One can check that (H1-H2-H3) hold e.g. when the module \( {|X_{11}|} \) and the phase \( {X_{11}/|X_{11}|} \) are independent with \( {|X_{11}|=|S|} \) where \( {S} \) is real symmetric \( {\alpha} \)-stable and the phase follows a Dirac mass or an absolutely continuous law. Another basic example is given by \( {X_{11}=\varepsilon W^{-1/\alpha}} \) with \( {\varepsilon} \) and \( {W} \) independent such that \( {\varepsilon} \) takes values in \( {\{-1,1\}} \) and \( {W} \) is uniform on \( {[0,1]} \).

For every \( {n\geq1} \), let us define the i.i.d. \( {n\times n} \) complex matrix \( {A =A_n} \) by

\[ A_{ij} := a_n ^{-1}X_{ij} \ \ \ \ \ (4) \]

for every \( {1\leq i,j\leq n} \). Our first result concerns the singular values of \( {A-zI} \), \( {z\in\mathbb{C}} \).

Theorem 1 (Singular values) If (H1) holds then for all \( {z \in \mathbb{C}} \), there exists a probability measure \( {\nu_{\alpha,z}} \) on \( {[0,\infty)} \) depending only on \( {\alpha} \) and \( {z} \) such that a.s.
\[ \nu_{A-zI} \underset{n\rightarrow\infty}{\rightsquigarrow} \nu_{\alpha,z}. \]

The case \( {z=0} \) was already obtained by Belinschi, Dembo and Guionnet. Theorem 1 is a heavy tailed version of the Dozier and Silverstein theorem (1). Our main results below give a heavy tailed version of Girko's circular law theorem (3), as well as a non-Hermitian version of Wigner's theorem for Lévy matrices considered by Bouchaud and Cizeau, Ben Arous and Guionnet, Belinschi, Dembo and Guionnet, and arXiv:0903.3528 [math.PR].

Extracted items
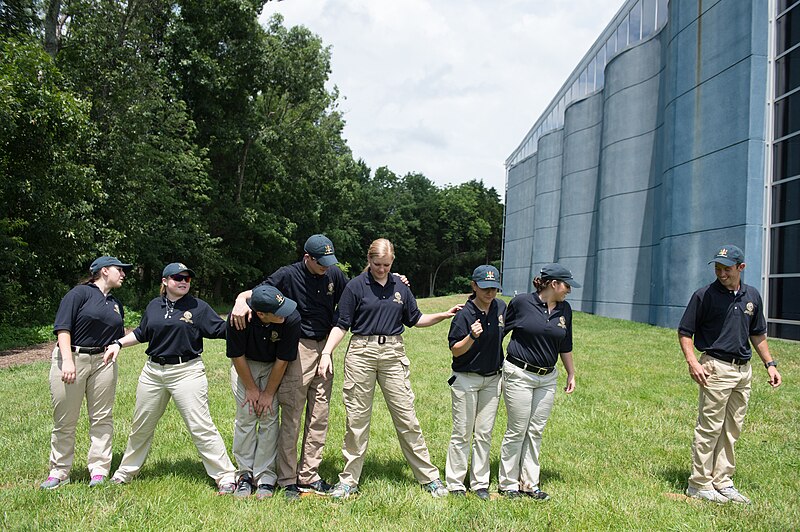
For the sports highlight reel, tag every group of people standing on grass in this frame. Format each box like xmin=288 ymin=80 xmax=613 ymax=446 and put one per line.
xmin=41 ymin=235 xmax=781 ymax=502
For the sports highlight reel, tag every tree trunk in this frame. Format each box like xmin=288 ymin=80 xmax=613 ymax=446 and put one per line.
xmin=44 ymin=0 xmax=61 ymax=59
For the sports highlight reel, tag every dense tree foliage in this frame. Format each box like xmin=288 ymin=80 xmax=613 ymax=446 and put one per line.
xmin=0 ymin=0 xmax=502 ymax=323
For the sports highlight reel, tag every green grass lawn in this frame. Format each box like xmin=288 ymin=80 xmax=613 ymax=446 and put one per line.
xmin=0 ymin=296 xmax=800 ymax=530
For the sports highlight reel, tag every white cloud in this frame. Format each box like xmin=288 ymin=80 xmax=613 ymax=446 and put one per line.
xmin=262 ymin=0 xmax=623 ymax=197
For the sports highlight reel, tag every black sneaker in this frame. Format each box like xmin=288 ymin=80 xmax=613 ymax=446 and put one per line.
xmin=256 ymin=484 xmax=275 ymax=500
xmin=524 ymin=489 xmax=550 ymax=501
xmin=473 ymin=488 xmax=491 ymax=501
xmin=283 ymin=484 xmax=300 ymax=501
xmin=297 ymin=479 xmax=333 ymax=495
xmin=233 ymin=473 xmax=253 ymax=499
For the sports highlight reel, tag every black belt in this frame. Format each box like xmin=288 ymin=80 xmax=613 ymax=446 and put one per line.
xmin=72 ymin=345 xmax=106 ymax=355
xmin=150 ymin=355 xmax=200 ymax=366
xmin=353 ymin=334 xmax=403 ymax=345
xmin=506 ymin=355 xmax=556 ymax=375
xmin=706 ymin=351 xmax=750 ymax=366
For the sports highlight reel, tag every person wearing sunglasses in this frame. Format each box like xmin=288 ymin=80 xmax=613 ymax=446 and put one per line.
xmin=40 ymin=255 xmax=131 ymax=489
xmin=498 ymin=263 xmax=581 ymax=500
xmin=104 ymin=262 xmax=236 ymax=495
xmin=445 ymin=264 xmax=506 ymax=501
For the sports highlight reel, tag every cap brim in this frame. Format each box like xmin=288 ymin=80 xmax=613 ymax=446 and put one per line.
xmin=314 ymin=255 xmax=339 ymax=266
xmin=273 ymin=297 xmax=297 ymax=318
xmin=708 ymin=258 xmax=736 ymax=266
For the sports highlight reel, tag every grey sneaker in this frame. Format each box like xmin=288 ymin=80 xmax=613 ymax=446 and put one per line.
xmin=217 ymin=482 xmax=236 ymax=495
xmin=39 ymin=477 xmax=69 ymax=490
xmin=297 ymin=479 xmax=333 ymax=495
xmin=523 ymin=488 xmax=550 ymax=501
xmin=686 ymin=486 xmax=728 ymax=504
xmin=422 ymin=478 xmax=450 ymax=499
xmin=330 ymin=482 xmax=358 ymax=500
xmin=233 ymin=474 xmax=253 ymax=499
xmin=717 ymin=486 xmax=752 ymax=504
xmin=283 ymin=484 xmax=300 ymax=501
xmin=256 ymin=484 xmax=275 ymax=500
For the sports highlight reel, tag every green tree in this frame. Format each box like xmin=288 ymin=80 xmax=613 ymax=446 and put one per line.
xmin=0 ymin=37 xmax=100 ymax=323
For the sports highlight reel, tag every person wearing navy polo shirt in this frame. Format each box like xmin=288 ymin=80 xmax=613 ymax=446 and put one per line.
xmin=319 ymin=238 xmax=461 ymax=499
xmin=226 ymin=285 xmax=300 ymax=499
xmin=445 ymin=264 xmax=506 ymax=500
xmin=498 ymin=263 xmax=581 ymax=501
xmin=41 ymin=255 xmax=131 ymax=489
xmin=678 ymin=245 xmax=781 ymax=504
xmin=104 ymin=262 xmax=236 ymax=495
xmin=231 ymin=234 xmax=347 ymax=499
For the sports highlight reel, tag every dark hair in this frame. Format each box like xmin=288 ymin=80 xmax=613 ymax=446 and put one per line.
xmin=533 ymin=277 xmax=563 ymax=294
xmin=363 ymin=238 xmax=394 ymax=271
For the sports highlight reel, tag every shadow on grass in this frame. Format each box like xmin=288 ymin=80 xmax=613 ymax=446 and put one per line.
xmin=109 ymin=453 xmax=216 ymax=486
xmin=660 ymin=467 xmax=690 ymax=493
xmin=484 ymin=457 xmax=564 ymax=487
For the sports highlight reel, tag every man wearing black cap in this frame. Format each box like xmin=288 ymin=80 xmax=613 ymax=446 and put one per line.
xmin=231 ymin=235 xmax=347 ymax=499
xmin=678 ymin=245 xmax=781 ymax=504
xmin=226 ymin=285 xmax=300 ymax=499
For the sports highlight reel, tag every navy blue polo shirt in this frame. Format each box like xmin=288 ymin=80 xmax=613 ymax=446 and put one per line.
xmin=261 ymin=261 xmax=347 ymax=340
xmin=225 ymin=310 xmax=301 ymax=362
xmin=53 ymin=283 xmax=125 ymax=347
xmin=336 ymin=271 xmax=422 ymax=336
xmin=447 ymin=299 xmax=506 ymax=375
xmin=133 ymin=294 xmax=225 ymax=357
xmin=504 ymin=293 xmax=572 ymax=368
xmin=678 ymin=279 xmax=767 ymax=360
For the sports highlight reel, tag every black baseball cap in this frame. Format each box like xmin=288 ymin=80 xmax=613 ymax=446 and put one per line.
xmin=539 ymin=262 xmax=581 ymax=288
xmin=89 ymin=255 xmax=133 ymax=273
xmin=247 ymin=284 xmax=297 ymax=318
xmin=472 ymin=264 xmax=503 ymax=290
xmin=708 ymin=244 xmax=744 ymax=266
xmin=303 ymin=235 xmax=339 ymax=266
xmin=161 ymin=262 xmax=197 ymax=279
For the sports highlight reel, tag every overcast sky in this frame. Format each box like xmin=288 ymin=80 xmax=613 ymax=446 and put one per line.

» **Challenges**:
- a) According to the random matrix passage, who had already obtained the case z = 0?
- b) Duplicate the stretch of the random matrix passage from "Theorem 1 (Singular" through "such that a.s.".
- c) Write the next part of the random matrix passage, picking up after its final sentence.

» **Responses by task**:
- a) Belinschi, Dembo and Guionnet.

- b)
Theorem 1 (Singular values) If (H1) holds then for all \( {z \in \mathbb{C}} \), there exists a probability measure \( {\nu_{\alpha,z}} \) on \( {[0,\infty)} \) depending only on \( {\alpha} \) and \( {z} \) such that a.s.

- c)
Theorem 2 (Eigenvalues) If (H1-H2-H3) hold then there exists a probability measure \( {\mu_\alpha} \) on \( {\mathbb{C}} \) depending only on \( {\alpha} \) such that a.s.
\[ \mu_{A} \underset{n\rightarrow\infty}{\rightsquigarrow} \mu_\alpha. \]

Theorem 3 (Limiting law) The probability distribution \( {\mu_\alpha} \) from theorem 2 is isotropic and has a continuous density. Its density at \( {z=0} \) equals
\[ \frac{\Gamma(1+2/\alpha)^2\Gamma(1+\alpha/2)^{2/ \alpha}} {2\pi\Gamma(1-\alpha/2)^{2/\alpha}}. \]
Furthermore, up to a multiplicative constant, the density of \( {\mu_\alpha} \) is equivalent, as \( {\left|z\right|\rightarrow\infty} \), to
\[ |z|^{2 ( \alpha - 1) } e^{- \frac{\alpha}{2} |z|^\alpha}. \]

Recall that for a normal matrix (i.e. which commutes with its adjoint), the module of the eigenvalues are equal to the singular values. Theorem 3 reveals a striking contrast between \( {\mu_\alpha} \) and \( {\nu_{\alpha,0}} \). The limiting law of the eigenvalues \( {\mu_{\alpha}} \) has a stretched exponential tail while the limiting law \( {\nu_{\alpha,0}} \) of the singular values is heavy tailed with power exponent \( {\alpha} \), see e.g. Belinschi, Dembo and Guionnet. This does not contradict the identity

\[ \prod_{k=1}^n|\lambda_k(A)|= \prod_{k=1}^ns_k(A) \]

and the Weyl inequalities but it does indicate that \( {A} \) is typically far from being a normal matrix. A similar shrinking phenomenon appears already in the finite second moment case (1-3): the law of the module under the circular law \( {\mathcal{U}_\sigma} \) has density

\[ r\mapsto 2\sigma^{-2}r\mathbf{1}_{[0,\sigma]}(r) \]

in contrast with the density (2) of the quartercircular law \( {\mathcal{Q}_{\sigma,0}} \) (even the supports differ by a factor \( {2} \)).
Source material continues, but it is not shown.